> Your goal: Change "pile of candy" to "bowl of fruit" in the lines from the first one through the line with "158 93 L 171", and leave everything else in those lines as it is.

______________________________

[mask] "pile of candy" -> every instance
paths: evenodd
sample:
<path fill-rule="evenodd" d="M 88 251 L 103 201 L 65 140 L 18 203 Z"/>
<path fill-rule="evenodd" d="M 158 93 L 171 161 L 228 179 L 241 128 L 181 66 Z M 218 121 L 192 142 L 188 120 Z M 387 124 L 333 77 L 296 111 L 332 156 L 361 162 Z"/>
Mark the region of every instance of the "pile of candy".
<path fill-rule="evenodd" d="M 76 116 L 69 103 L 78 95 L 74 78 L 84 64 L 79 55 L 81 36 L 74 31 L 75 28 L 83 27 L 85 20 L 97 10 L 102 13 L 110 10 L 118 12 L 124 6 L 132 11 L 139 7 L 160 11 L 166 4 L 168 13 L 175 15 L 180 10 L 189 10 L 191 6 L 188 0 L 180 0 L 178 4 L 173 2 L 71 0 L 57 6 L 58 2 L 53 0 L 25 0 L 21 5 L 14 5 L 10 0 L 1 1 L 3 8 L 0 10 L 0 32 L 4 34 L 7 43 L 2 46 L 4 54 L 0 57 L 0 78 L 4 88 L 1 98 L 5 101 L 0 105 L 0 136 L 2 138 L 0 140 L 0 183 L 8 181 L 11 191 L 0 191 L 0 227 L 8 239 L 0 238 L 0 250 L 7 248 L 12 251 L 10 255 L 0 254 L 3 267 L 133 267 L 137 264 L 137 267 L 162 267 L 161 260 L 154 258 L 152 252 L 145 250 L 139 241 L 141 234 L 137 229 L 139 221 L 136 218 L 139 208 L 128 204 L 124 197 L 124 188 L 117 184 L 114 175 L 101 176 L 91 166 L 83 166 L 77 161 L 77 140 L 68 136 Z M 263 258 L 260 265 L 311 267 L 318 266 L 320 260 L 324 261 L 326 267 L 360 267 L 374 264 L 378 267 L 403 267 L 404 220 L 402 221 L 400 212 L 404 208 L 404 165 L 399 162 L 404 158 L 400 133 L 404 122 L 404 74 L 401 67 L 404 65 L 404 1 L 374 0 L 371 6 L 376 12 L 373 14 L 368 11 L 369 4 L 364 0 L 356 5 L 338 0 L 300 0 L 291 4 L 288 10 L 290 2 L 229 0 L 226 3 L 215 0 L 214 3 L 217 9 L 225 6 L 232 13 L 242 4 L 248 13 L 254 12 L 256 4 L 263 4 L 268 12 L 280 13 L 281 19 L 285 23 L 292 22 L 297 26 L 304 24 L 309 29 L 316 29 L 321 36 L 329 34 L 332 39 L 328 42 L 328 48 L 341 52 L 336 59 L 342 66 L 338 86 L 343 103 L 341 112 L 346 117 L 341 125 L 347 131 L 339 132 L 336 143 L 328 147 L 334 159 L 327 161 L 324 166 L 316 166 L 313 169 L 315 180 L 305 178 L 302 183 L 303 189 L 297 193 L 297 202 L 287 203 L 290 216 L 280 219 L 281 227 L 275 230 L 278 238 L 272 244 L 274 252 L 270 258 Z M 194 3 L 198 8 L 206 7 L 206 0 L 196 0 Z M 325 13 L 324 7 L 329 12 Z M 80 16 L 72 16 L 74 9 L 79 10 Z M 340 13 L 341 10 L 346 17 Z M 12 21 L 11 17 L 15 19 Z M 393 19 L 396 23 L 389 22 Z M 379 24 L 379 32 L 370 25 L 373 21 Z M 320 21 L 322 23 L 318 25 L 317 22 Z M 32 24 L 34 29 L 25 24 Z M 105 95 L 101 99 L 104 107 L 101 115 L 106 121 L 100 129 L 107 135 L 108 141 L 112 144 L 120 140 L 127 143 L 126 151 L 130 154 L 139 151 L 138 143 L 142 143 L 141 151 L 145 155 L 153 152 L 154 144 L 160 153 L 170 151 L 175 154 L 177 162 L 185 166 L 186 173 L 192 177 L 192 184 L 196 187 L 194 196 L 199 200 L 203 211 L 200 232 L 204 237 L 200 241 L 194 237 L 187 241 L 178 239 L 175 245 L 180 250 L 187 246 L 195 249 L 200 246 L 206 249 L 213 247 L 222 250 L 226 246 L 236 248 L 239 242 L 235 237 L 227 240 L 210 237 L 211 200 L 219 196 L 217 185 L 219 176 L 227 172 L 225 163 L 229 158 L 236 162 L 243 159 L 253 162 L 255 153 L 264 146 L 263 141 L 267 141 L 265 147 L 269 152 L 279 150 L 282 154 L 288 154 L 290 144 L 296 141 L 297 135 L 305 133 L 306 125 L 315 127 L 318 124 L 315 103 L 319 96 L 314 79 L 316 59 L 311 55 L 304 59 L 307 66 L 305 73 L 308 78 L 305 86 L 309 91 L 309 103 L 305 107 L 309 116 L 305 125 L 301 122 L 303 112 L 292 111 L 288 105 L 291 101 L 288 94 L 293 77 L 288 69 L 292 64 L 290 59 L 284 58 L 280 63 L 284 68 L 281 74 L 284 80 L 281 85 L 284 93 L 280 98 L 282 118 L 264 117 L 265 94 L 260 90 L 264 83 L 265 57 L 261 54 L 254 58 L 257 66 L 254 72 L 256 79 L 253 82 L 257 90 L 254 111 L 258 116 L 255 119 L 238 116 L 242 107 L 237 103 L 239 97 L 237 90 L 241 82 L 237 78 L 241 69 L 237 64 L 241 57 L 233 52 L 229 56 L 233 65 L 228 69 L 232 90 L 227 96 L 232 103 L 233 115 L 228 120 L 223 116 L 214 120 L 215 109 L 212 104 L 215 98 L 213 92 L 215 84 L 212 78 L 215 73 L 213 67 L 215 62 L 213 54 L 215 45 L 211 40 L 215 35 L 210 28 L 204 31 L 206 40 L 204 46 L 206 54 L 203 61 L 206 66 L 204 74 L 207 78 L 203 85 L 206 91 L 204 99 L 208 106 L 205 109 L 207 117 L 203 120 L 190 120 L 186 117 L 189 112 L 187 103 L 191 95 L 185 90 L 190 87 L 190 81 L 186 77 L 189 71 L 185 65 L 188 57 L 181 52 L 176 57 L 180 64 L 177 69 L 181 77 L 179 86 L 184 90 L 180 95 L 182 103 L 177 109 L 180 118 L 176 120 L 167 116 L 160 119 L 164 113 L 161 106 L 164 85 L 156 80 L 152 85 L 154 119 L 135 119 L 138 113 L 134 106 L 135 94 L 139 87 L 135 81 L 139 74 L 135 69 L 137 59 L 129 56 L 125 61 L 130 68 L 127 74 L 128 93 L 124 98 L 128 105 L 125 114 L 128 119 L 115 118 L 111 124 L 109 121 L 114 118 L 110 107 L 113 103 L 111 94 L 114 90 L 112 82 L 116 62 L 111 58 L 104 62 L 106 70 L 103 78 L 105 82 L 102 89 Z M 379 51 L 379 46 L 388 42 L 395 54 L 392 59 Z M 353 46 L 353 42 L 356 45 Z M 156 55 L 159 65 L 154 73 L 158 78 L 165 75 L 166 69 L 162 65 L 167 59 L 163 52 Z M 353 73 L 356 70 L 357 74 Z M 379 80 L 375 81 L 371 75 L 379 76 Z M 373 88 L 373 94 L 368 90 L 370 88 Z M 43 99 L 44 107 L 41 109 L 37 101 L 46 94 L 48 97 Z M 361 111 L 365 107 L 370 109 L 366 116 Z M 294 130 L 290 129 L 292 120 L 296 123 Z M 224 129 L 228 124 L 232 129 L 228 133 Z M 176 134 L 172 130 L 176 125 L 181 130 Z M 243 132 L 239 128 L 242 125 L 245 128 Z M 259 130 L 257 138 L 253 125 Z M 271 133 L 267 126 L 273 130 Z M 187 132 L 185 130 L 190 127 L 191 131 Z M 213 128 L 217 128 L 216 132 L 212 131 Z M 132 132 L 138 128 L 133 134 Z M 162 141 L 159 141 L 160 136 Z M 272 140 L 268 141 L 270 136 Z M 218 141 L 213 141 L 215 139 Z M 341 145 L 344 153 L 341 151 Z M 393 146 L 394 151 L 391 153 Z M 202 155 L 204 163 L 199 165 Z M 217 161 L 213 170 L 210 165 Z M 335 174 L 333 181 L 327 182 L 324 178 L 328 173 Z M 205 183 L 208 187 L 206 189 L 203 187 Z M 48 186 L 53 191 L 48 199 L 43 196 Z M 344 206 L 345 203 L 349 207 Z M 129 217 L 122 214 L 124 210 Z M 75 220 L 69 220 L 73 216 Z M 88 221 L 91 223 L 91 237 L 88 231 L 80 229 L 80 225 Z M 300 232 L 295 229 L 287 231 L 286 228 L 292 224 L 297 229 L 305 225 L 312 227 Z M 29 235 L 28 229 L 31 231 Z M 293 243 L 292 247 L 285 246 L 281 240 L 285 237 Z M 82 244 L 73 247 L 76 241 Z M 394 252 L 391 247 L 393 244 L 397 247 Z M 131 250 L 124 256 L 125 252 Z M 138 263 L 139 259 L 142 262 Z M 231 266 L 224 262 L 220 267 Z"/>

______________________________

> Full response:
[mask] "bowl of fruit" -> every instance
paths: evenodd
sample:
<path fill-rule="evenodd" d="M 88 251 L 103 201 L 65 140 L 18 203 Z"/>
<path fill-rule="evenodd" d="M 158 93 L 171 161 L 228 179 L 241 128 L 181 66 Z M 218 121 L 192 142 L 188 120 Z M 387 124 L 333 77 L 296 111 L 332 156 L 361 162 Z"/>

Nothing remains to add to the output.